Trecho da página >>
_ _ _
[GLOSSÁRIO] F de Futebol

FUTEBOL 

 por Augusto de Souza Diana Costa*

Futebol se joga no estádio?

Futebol se joga na praia,

futebol se joga na rua,

futebol se joga na alma.

A bola é a mesma: forma sacra

para craques e pernas-de-pau.

Mesma a volúpia de chutar

na delirante copa-mundo

ou no árido espaço do morro.

São vôos de estátuas súbitas,

desenhos feéricos, bailados

de pés e troncos entrançados.

Instantes lúdicos: flutua

o jogador, gravado no ar

– afinal, o corpo triunfante

da triste lei da gravidade.

Carlos Drummond de Andrade, 1970.

Shiu... No meu futebol não se mexe!

Particularmente desde que me entendo como pessoa na minha família, e acredito que na de vários outros que leem esse texto, sempre houve a máxima de que futebol, política e religião não se discutem. São temas que sempre há um temor em tratar de forma mais séria. Passam por nossas vidas desde o nascimento e é bem improvável que em algum ponto de nossa trajetória não tenha se discutido algum desses temas. Nesse texto vou tratar de futebol para mostrar que mais do que nunca se faz necessário discutir pontos mais duros a respeito do que permeia o meio futebolístico (mas parte disso tudo se aplica também à política e religião).

Desde pequeno, por influência de meu pai, estive presente em rodas de conversas com entusiastas do futebol jogado e tudo que envolve o extra campo do esporte. Era discutido desde trivialidades como a vida noturna dos jogadores até a troca de técnicos e jogadores que ao serem contratados por times rivais ou qualquer outro time são tratados como traidores, como pecadores supremos na religião esportiva. Mas o que vejo hoje, com um olhar mais crítico que o de um jovem inocente, é que o condenável no esporte é sempre deixado de lado e nunca passava pelas bocas de nenhum dos integrantes do papo.
_ _ _
[Registros de anotação de pontos]
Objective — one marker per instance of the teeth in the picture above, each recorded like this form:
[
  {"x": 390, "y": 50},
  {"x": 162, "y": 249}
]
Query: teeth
_ _ _
Tarefas >>
1 – Segundo o trecho da página, quais são os três temas que, pela máxima citada no texto, não se discutem?
2 – Resuma o trecho da página em duas frases.
3 – Indique se cada afirmação abaixo concorda com o trecho da página. Responda sim ou não e cite literalmente as palavras do texto que decidem a resposta.
(a) No poema, a bola é a mesma para craques e pernas-de-pau.
(b) A presença nas rodas de conversa sobre futebol veio da influência da mãe.
(c) Jogadores contratados por times rivais eram tratados como heróis.

Respostas do exercício >>
1 – Futebol, política e religião.

2 – O trecho da página traz o poema "Futebol", de Carlos Drummond de Andrade (1970), que diz que o futebol se joga na praia, na rua e na alma e que a bola é a mesma para craques e pernas-de-pau. Em seguida, um texto parte da máxima de que futebol, política e religião não se discutem para defender que é necessário discutir pontos mais duros do meio futebolístico, já que nas rodas de conversa sobre o esporte o condenável era sempre deixado de lado.

3 –
(a) Sim: "A bola é a mesma: forma sacra" e "para craques e pernas-de-pau".
(b) Não: "por influência de meu pai".
(c) Não: "são tratados como traidores".